§ **Given exercise A**
Show every row below that contains the string "woman". Case counts.
§ **Given exercise B**
Continue the news piece on the EPA's fine particulate matter standard from its last sentence.
## begin Excerpt to read
During a press conference Tuesday in Las Vegas, Titus celebrated the new standard.

“We might ask, ‘Why not zero?’” Titus said. “Sometimes these things need to be done in a step-by-step fashion in order to make that acceptable and enforceable.” 

Titus was one of 88 U.S. lawmakers who signed a March 2023 letter calling for EPA Administrator Michael Regan and President Joe Biden to lower the acceptable amount of fine particulate matter pollution from an average of 12 micrograms per cubic meter to eight.

The letter was a response to a proposed update to the National Ambient Air Quality Standards. The 8 microgram recommendation came from the Clean Air Scientific Advisory Committee, made up of scientists and engineers who give the EPA technical advice. 

“Adopting the most stringent annual standard proposed by EPA — 9 [micrograms per cubic meter] — saves 4,200 lives, but adopting the standard recommended by CASAC — saves more than twice that number in the year 2032,” the letter read.
## end Excerpt to read
## begin Given data
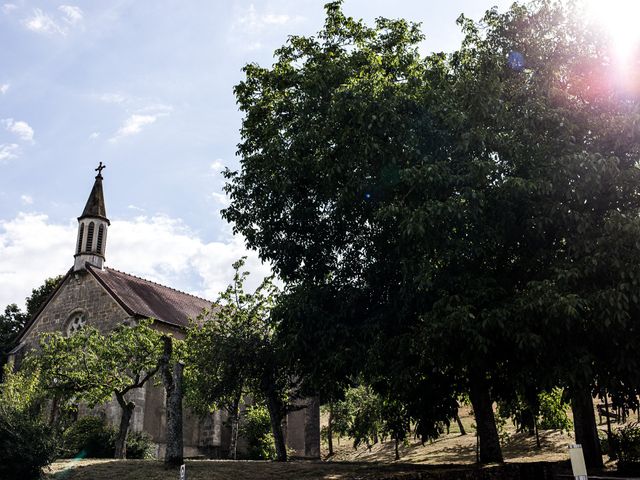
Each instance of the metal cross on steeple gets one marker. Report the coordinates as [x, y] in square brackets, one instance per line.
[100, 168]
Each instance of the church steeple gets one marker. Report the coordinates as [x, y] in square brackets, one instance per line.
[92, 228]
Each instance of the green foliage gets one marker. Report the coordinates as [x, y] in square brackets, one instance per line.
[91, 367]
[13, 320]
[90, 437]
[625, 442]
[255, 428]
[455, 215]
[140, 446]
[554, 411]
[233, 350]
[21, 390]
[27, 442]
[367, 417]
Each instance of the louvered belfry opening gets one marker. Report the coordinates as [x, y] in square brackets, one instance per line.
[90, 230]
[80, 237]
[100, 237]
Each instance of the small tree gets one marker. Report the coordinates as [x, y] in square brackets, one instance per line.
[13, 320]
[92, 367]
[232, 351]
[27, 441]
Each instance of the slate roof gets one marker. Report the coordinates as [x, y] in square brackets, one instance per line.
[143, 298]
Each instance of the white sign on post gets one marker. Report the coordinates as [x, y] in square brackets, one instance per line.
[577, 462]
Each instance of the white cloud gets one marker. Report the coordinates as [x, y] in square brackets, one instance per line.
[9, 7]
[250, 26]
[158, 248]
[112, 98]
[221, 198]
[71, 14]
[41, 22]
[251, 21]
[19, 128]
[31, 249]
[45, 23]
[217, 165]
[8, 151]
[134, 123]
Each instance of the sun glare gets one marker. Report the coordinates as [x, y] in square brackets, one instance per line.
[619, 18]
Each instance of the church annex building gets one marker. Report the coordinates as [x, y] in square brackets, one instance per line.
[92, 294]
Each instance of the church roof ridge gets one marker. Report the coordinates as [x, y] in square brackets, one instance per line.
[158, 284]
[145, 298]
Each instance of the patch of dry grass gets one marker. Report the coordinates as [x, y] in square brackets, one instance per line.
[238, 470]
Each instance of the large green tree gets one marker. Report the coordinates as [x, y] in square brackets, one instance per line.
[233, 351]
[13, 320]
[471, 218]
[93, 367]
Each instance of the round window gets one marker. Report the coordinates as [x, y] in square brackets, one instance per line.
[76, 322]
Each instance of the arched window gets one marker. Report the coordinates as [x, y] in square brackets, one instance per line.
[80, 236]
[76, 321]
[90, 237]
[100, 238]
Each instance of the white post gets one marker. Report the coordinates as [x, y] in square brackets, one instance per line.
[577, 462]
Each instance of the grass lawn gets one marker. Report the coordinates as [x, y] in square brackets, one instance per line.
[244, 470]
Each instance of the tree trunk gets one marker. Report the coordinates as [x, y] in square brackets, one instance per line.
[330, 430]
[54, 410]
[276, 412]
[460, 425]
[611, 452]
[584, 421]
[172, 380]
[234, 416]
[125, 419]
[490, 451]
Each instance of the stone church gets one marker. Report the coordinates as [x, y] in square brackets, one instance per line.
[93, 294]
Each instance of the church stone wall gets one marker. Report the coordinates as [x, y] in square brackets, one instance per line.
[80, 292]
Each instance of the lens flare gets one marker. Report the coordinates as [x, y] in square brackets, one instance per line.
[619, 19]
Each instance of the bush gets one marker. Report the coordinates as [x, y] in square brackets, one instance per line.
[625, 443]
[140, 445]
[89, 437]
[553, 411]
[27, 444]
[256, 429]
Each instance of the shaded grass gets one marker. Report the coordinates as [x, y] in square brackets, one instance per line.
[246, 470]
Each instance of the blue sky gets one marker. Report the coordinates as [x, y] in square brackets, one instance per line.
[146, 88]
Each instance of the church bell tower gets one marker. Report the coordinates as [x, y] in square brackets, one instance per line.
[92, 228]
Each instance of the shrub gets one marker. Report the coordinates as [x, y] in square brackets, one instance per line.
[89, 437]
[553, 411]
[140, 445]
[27, 444]
[256, 429]
[625, 443]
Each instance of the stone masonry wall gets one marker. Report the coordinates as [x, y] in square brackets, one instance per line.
[80, 292]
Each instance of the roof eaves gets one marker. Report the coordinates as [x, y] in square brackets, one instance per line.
[113, 294]
[42, 307]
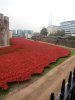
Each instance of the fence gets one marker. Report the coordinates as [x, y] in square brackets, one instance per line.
[67, 90]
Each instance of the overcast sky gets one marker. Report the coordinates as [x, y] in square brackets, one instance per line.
[35, 14]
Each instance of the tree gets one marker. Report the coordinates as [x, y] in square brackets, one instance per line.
[44, 32]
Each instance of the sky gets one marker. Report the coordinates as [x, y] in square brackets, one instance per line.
[36, 14]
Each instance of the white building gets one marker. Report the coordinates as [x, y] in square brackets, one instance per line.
[52, 29]
[68, 27]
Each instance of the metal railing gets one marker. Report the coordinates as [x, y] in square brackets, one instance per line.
[67, 90]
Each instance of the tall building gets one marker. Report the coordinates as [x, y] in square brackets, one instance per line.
[68, 27]
[52, 29]
[4, 30]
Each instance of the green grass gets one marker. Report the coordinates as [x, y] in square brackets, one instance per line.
[47, 69]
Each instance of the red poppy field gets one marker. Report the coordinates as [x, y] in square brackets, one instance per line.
[25, 58]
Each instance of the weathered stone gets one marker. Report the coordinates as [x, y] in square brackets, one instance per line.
[4, 30]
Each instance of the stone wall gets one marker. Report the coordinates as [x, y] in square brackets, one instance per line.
[4, 30]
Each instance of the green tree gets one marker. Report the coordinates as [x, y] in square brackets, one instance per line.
[44, 32]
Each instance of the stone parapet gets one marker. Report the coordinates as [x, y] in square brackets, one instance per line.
[4, 30]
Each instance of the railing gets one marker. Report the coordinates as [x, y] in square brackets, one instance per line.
[67, 90]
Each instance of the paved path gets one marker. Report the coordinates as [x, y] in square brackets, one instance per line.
[50, 82]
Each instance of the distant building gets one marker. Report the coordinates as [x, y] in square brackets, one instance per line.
[52, 29]
[68, 27]
[10, 33]
[4, 30]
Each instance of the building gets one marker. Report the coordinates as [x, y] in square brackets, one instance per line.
[52, 29]
[4, 30]
[68, 27]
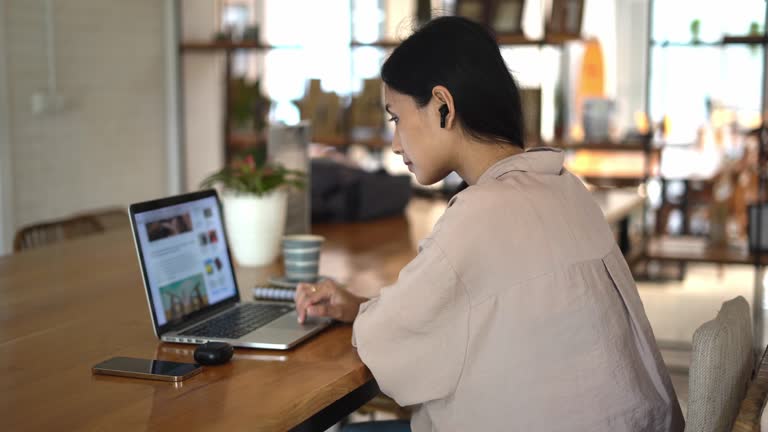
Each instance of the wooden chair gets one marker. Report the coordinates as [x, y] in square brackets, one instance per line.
[751, 416]
[109, 217]
[46, 233]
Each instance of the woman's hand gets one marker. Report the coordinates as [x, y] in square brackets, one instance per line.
[326, 299]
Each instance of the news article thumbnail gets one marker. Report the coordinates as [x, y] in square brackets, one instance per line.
[183, 297]
[169, 227]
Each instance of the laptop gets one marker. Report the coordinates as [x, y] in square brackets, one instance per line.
[190, 281]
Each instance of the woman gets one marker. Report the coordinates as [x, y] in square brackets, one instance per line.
[519, 312]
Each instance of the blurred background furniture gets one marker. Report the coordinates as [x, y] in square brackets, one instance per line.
[721, 366]
[78, 225]
[751, 417]
[46, 233]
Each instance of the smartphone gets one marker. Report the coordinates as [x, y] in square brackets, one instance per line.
[148, 369]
## end Given data
§ **Task output A**
Each instance of the woman's hand gets one marker. Report the coordinates as [x, y] in square brackets, one instance per line.
Each instance of the woman gets one marker. Report the coordinates as [x, y] in square brackets, one instance per line.

§ **Task output B**
Titus thanked the Biden Administration. 

“This is a reflection of their approach … being an all-government solution going across local, state, and national entities and affecting everybody, not just a few at the top,” Titus said.

Lange, who represents Nevada’s 7th district, said Southern Nevada residents aren’t strangers to the health impacts of particulate pollution, and the new standards will help protect residents.

“We know about the high health care costs caused by bad air quality,” Lange said. “We see it in our bills and in our insurance premiums. We know how particulate affects our kids as we hand them inhalers and keep them inside on bad air days.”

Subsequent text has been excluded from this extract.